**DOCUMENT SEGMENT:**

Quaker Homespun, Part One

When we look at the Industrial Revolution, it’s easy to find the dates of important inventions1764, spinning jenny; 1785, power loom — but it is harder to find out about how long home workshops persisted in the face of increasing mechanization. I always wonder, how quickly and how widely were these inventions adopted?

So I was very excited to come across a book from 1958, Quaker Homespun: The Life of Thomas Fox of Wellington, Serge Maker and Banker, 1747 – 1821.  It’s a biography of a man who owned a textile business during those changing times.  I enjoyed reading about a specific individual as he faced issues that still have parallels in our own times, including transitions in technology, world trade, and labor relations.  And as I read, I found that his actions and decisions were often very different from what I expected of a mill owner of that era.

And to give you a glimpse into a textile business of  250 years ago, I will be summarizing and supplementing this book in a series of posts.

Thomas Fox was the second son of a Quaker merchant, born in 1747. With an eye to joining the business of his maternal grandparents, the Weres, he went to Holland at age 16 to learn trade and stayed there four years. At age 20, he returned to England, to a small town in the Exeter area, and moved in with his grandparents who were then in their 70s, and owned a serge-making business.

In case you don’t know exactly what serge is (as I didn’t), here is a brief definition from in Textiles in America by Florence M. Montgomery:

A twilled cloth with worsted warp and woolen weft woven on a four-treadle loom…It was distinguished in the seventeenth century as being middleweight, cheap, and hard-wearing.

Many different kinds and qualities of serge were woven, and many were named for the place of their manufacture. The keen commercial rivalry between the two countries led the French to make serges in imitation of English cloth — some were named Serge façon de Londres ‘to render them more esteemed’ –whereas the English made serges called Serge de Nismes, later abbreviated to denim.

The wonderful Cyclopedia from 1728, gives so many details as to its manufacture, that I am giving the full excerpt its own post as a supplement for those who are interested:

Serge Manufacture, from 1728 Chambers’ Cyclopedia

Early on in Quaker Homespun, we have the kind of description I just love, giving a baseline of the traditional practices, before mechanization really hit.  These are the details of how wool serge was made by the Were family, in the 1770s:

The Were family had been serge makers for more than a century. Their main trade premises, known as Trade Court, consisted of a group of red brick buildings grouped around a cobbled yard. There was the Counting House. There were the Tending Shops where fleece wool was taken in, sorted, and ‘put out’ to the combers, who took it away to their cottages to comb, each Comber being supplied with oil from a leaden cistern. There was a serge chamber where travelers inspected patterns, and, next it, a warehouse where bales were made-up ready for the road. There were low ceilinged weaving shops where groups of six to eight men worked at the handlooms. There were also a washhouse, dye houses, a press, ‘cellars’ for storing oil, charcoal, and cyder, a waggon house, and the stables. Over most of the buildings were wool lofts.

In the center of the yard was a large ‘basin’ of water in case of fire.

**SET PROBLEM 1:** In the post on Quaker Homespun, list the issues that the writer says still have parallels in our own times.
**SET PROBLEM 2:** Transcribe the post on Quaker Homespun from "And to give" to "a serge-making business.".
**SET PROBLEM 3:** According to the post on Quaker Homespun, at what age did Thomas Fox go to Holland?
The material after this point comes from a separate source.

**Point annotation dataset records:**
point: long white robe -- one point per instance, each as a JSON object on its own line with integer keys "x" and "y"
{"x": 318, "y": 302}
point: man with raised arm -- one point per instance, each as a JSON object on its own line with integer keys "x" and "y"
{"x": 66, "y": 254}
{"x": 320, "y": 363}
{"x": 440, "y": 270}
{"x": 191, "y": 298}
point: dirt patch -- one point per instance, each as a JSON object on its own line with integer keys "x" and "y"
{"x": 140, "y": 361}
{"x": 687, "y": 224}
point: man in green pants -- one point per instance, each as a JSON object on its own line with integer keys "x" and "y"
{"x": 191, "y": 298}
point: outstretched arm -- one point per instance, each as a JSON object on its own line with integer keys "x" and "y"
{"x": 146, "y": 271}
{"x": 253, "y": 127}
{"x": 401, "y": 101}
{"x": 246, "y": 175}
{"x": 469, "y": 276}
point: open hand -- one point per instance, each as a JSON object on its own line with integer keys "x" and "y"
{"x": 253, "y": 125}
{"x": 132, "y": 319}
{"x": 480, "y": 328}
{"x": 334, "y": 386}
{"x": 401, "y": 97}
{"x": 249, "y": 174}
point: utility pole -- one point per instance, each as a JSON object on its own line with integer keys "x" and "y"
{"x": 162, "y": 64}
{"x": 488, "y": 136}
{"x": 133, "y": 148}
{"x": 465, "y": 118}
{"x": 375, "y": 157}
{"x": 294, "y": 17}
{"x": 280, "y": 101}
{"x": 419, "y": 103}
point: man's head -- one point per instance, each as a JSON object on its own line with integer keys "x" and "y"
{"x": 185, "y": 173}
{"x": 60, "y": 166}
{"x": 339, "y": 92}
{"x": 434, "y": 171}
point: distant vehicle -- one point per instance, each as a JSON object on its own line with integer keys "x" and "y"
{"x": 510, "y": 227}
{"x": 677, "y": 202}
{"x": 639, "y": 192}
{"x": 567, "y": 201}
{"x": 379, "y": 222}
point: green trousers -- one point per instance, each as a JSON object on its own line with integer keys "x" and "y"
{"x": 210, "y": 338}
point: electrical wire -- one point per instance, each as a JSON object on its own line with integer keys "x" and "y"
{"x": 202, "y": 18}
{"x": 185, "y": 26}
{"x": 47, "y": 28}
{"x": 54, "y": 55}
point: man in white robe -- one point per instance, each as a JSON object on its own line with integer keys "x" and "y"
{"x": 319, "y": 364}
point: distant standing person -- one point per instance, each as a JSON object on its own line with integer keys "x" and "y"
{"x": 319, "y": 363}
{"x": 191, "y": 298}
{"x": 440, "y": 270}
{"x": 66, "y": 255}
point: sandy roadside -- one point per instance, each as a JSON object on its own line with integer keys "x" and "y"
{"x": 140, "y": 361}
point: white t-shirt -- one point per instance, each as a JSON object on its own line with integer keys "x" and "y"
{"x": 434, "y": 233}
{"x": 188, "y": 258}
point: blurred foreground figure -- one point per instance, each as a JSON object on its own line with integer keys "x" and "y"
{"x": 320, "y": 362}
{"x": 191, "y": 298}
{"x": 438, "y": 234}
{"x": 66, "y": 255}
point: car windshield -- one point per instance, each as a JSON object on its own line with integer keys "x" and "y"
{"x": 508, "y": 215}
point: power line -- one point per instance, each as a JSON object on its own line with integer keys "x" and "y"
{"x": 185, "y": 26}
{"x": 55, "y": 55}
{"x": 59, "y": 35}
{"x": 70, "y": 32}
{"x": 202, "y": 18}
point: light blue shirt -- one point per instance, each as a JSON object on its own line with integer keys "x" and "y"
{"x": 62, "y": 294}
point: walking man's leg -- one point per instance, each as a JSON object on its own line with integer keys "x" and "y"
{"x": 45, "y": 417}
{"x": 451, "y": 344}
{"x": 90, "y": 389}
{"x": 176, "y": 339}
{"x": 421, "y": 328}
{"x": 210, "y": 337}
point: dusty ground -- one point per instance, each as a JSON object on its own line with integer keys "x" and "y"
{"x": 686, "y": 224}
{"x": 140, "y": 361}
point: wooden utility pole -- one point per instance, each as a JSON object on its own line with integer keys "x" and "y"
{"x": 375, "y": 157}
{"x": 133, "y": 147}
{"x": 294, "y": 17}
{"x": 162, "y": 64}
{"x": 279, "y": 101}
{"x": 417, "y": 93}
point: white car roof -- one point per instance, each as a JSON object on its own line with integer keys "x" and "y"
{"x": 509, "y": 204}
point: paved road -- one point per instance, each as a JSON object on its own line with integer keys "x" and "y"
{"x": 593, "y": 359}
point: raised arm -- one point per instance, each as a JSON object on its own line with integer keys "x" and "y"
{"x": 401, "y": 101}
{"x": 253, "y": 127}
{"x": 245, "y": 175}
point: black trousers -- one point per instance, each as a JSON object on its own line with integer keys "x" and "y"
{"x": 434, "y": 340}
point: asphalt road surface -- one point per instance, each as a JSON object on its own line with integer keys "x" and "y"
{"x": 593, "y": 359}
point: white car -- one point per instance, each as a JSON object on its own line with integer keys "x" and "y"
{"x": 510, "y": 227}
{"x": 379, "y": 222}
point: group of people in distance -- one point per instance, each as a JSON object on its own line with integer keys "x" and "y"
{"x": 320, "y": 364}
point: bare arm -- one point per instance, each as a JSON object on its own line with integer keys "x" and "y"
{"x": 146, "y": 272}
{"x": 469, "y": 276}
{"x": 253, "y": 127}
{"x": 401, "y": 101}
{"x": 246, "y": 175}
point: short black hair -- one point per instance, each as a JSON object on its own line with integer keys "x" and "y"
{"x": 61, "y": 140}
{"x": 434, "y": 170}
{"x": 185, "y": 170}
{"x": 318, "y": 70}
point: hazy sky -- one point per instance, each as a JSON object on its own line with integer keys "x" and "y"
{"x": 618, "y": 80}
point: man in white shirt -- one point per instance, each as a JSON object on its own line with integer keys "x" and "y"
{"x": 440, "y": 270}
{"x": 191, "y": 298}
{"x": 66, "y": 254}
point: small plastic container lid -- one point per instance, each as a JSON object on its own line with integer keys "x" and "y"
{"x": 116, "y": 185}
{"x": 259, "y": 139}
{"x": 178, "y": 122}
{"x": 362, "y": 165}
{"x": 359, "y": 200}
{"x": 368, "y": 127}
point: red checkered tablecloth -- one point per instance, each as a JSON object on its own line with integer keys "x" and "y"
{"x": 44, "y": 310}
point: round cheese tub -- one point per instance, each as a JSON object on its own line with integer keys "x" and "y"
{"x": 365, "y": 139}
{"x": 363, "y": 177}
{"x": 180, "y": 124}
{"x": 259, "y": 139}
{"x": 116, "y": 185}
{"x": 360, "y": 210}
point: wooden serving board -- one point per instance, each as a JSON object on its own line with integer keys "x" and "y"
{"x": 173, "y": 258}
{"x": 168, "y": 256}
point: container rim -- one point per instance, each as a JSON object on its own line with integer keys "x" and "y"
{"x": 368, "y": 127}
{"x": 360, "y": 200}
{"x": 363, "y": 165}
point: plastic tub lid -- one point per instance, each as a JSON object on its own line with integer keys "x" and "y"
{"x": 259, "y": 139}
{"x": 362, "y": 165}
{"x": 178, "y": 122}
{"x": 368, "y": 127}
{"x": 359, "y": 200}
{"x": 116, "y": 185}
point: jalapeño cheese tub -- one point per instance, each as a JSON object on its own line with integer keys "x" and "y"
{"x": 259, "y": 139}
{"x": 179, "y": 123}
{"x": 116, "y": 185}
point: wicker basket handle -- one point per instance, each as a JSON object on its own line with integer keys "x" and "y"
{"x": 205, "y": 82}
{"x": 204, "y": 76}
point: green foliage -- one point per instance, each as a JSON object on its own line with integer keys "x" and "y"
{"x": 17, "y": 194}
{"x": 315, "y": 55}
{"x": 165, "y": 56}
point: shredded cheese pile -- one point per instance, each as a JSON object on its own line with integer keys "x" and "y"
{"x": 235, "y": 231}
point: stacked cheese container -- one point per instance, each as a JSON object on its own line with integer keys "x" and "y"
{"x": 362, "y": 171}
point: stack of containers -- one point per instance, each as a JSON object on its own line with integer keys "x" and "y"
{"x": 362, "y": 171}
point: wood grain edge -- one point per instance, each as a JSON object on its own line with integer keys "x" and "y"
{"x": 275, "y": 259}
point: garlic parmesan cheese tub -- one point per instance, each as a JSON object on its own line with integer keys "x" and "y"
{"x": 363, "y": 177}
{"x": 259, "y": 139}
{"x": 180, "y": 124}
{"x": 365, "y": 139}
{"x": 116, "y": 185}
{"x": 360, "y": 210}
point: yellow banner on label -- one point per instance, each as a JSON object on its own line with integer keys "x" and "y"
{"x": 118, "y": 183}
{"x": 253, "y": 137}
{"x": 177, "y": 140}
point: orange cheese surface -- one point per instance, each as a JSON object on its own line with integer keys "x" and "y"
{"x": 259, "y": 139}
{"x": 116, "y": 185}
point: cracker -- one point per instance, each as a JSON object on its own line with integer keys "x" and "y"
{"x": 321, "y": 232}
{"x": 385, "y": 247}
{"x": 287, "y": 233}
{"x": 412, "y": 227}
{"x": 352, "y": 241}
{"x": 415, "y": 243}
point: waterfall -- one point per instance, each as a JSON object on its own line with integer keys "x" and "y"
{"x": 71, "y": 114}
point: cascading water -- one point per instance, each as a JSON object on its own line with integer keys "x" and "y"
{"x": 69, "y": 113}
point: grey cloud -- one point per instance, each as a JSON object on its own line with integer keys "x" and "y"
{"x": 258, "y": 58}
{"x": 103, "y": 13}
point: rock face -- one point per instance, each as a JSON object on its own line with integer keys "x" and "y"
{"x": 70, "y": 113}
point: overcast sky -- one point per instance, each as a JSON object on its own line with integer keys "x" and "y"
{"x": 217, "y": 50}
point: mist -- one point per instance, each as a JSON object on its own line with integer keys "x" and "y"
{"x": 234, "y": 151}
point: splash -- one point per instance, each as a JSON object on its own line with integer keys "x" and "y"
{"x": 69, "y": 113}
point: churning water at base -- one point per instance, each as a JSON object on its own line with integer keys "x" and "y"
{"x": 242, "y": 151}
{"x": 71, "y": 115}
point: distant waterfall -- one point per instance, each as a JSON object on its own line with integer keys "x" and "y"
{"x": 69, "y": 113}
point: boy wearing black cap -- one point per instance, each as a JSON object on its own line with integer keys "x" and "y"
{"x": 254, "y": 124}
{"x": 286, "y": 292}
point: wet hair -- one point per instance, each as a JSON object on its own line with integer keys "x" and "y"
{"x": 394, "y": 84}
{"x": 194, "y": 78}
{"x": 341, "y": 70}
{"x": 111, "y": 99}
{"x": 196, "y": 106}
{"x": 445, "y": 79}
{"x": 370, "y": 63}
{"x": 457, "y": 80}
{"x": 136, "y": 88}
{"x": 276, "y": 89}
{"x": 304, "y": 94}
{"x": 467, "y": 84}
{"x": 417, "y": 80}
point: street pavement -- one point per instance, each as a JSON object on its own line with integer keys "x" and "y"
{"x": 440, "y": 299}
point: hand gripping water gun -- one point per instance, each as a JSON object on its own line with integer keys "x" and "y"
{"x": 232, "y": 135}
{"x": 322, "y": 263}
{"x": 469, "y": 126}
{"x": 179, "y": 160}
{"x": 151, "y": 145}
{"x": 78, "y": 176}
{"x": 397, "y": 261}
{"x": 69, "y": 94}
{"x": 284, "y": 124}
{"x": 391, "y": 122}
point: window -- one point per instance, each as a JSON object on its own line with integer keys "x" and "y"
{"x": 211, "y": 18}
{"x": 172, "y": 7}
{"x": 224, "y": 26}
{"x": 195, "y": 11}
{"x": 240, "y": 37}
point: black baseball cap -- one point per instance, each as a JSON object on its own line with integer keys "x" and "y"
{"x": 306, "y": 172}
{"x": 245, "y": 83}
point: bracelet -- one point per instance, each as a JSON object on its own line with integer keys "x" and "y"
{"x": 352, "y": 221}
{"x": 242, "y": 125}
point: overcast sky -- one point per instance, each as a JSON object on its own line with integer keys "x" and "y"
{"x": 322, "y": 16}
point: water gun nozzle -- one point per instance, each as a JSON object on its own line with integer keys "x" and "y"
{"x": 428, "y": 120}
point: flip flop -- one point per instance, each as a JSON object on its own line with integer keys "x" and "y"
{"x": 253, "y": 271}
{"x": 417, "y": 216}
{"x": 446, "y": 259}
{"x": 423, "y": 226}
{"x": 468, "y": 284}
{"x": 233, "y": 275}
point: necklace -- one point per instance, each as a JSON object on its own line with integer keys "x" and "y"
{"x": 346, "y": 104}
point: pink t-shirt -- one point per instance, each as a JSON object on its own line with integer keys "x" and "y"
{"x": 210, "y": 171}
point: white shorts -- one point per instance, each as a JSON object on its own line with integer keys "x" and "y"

**EXERCISE ANSWER 1:** transitions in technology, world trade, labor relations

**EXERCISE ANSWER 2:**
And to give you a glimpse into a textile business of  250 years ago, I will be summarizing and supplementing this book in a series of posts.

Thomas Fox was the second son of a Quaker merchant, born in 1747. With an eye to joining the business of his maternal grandparents, the Weres, he went to Holland at age 16 to learn trade and stayed there four years. At age 20, he returned to England, to a small town in the Exeter area, and moved in with his grandparents who were then in their 70s, and owned a serge-making business.

**EXERCISE ANSWER 3:** He went to Holland at age 16.